Exercise goal:
If a line in the entries contains the string "building", include that line in your answer.

Data extract Start Marker

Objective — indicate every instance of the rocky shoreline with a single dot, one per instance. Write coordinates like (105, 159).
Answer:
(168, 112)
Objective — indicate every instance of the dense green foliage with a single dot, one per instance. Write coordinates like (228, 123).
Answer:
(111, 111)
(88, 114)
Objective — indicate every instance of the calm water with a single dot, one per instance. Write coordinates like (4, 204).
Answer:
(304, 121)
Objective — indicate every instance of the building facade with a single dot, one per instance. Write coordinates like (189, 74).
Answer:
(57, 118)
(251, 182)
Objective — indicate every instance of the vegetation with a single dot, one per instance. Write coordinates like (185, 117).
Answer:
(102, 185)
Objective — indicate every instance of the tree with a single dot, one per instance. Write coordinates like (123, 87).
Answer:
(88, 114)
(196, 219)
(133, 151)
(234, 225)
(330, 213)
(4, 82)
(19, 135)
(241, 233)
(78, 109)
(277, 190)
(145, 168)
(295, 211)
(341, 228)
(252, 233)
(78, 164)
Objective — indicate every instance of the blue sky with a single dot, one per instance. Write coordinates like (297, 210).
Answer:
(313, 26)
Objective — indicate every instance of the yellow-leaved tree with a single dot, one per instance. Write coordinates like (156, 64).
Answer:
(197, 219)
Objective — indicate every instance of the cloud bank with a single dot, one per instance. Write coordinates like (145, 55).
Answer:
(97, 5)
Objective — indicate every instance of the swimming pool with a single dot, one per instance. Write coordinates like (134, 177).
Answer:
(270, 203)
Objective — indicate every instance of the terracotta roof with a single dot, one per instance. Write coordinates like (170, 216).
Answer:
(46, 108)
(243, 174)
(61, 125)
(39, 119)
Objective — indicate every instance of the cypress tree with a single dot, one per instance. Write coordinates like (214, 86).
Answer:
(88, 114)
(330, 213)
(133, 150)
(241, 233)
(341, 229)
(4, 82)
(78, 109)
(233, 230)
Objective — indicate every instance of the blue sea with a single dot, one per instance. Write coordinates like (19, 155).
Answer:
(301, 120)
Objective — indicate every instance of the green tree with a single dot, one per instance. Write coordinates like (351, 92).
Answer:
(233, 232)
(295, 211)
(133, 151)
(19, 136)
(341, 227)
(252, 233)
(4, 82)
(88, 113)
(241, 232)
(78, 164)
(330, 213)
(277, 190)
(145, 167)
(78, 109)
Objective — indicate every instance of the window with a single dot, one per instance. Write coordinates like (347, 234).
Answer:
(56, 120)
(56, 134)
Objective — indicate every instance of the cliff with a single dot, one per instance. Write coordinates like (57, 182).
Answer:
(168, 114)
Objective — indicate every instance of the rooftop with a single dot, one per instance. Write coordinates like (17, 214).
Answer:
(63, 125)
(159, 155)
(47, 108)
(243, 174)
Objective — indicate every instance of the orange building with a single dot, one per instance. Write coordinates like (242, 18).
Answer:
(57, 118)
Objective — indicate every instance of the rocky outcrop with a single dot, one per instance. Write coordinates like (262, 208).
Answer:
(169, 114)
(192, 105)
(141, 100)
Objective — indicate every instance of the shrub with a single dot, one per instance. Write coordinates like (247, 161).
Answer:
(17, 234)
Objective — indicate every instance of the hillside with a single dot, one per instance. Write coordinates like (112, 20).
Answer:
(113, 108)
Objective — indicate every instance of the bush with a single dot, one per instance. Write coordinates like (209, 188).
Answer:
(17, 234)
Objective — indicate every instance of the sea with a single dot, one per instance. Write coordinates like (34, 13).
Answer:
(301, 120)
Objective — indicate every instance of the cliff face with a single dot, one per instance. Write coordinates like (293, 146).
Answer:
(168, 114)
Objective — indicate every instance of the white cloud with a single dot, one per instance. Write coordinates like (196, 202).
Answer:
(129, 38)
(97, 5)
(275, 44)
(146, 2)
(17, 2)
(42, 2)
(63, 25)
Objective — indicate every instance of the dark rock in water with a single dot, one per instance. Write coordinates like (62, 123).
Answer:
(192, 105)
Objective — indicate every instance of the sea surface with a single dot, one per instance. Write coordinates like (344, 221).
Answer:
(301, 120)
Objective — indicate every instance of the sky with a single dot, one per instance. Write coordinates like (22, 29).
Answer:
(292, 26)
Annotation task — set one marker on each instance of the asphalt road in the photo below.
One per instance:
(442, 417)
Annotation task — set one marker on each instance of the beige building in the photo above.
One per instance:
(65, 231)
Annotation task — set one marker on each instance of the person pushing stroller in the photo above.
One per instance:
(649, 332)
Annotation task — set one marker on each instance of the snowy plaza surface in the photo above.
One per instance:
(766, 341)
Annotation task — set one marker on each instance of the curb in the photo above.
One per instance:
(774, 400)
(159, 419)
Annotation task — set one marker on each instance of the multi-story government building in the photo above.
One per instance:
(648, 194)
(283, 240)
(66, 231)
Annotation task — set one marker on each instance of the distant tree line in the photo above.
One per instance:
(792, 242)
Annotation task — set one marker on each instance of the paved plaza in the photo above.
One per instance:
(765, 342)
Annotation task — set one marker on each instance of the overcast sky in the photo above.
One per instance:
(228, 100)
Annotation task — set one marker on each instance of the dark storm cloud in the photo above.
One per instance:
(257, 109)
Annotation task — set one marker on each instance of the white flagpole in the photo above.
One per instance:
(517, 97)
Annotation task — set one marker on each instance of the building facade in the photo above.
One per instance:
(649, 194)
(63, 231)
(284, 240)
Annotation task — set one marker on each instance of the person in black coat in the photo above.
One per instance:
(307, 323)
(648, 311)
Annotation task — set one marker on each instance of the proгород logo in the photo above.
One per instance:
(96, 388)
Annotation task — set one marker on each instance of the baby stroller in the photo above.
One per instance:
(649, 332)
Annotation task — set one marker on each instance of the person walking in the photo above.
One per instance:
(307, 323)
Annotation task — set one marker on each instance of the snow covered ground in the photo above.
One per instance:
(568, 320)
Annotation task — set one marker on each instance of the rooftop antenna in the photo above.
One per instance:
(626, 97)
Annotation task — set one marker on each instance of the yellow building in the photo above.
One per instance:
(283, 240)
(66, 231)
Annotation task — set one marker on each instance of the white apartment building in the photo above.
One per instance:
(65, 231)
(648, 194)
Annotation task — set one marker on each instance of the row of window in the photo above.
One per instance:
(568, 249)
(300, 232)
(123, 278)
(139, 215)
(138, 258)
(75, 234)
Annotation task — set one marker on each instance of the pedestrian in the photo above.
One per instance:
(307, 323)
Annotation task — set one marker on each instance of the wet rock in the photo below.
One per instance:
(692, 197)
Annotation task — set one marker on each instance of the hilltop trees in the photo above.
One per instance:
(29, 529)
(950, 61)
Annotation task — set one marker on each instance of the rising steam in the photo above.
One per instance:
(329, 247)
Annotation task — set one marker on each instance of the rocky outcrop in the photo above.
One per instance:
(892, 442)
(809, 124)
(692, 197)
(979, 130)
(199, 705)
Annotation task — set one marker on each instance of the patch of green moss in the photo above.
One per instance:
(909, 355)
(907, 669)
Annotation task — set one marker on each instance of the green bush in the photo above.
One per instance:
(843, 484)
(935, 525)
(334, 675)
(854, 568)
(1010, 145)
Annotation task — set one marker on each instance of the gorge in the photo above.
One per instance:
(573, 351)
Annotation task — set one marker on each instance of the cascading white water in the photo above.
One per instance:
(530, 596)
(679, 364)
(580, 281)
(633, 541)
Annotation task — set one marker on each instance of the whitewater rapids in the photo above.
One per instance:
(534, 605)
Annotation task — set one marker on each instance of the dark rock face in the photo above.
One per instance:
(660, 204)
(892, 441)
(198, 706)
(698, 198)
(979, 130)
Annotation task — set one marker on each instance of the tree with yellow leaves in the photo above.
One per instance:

Data extract End Marker

Result of this exercise:
Objective — indicate every instance of the building facade with a single dot, one per instance. Write coordinates like (189, 74).
Objective — indicate every instance of the orange building with a single dot, one per instance. Write coordinates like (242, 18).
Annotation task — set one marker on each instance of the beige building in the photo above.
Annotation task — set one marker on each instance of the multi-story government building in the photo above.
Annotation task — set one marker on each instance of the building facade in the photo above.
Annotation task — set one marker on each instance of the yellow building in the photo above.
Annotation task — set one marker on each instance of the white apartment building in the photo above.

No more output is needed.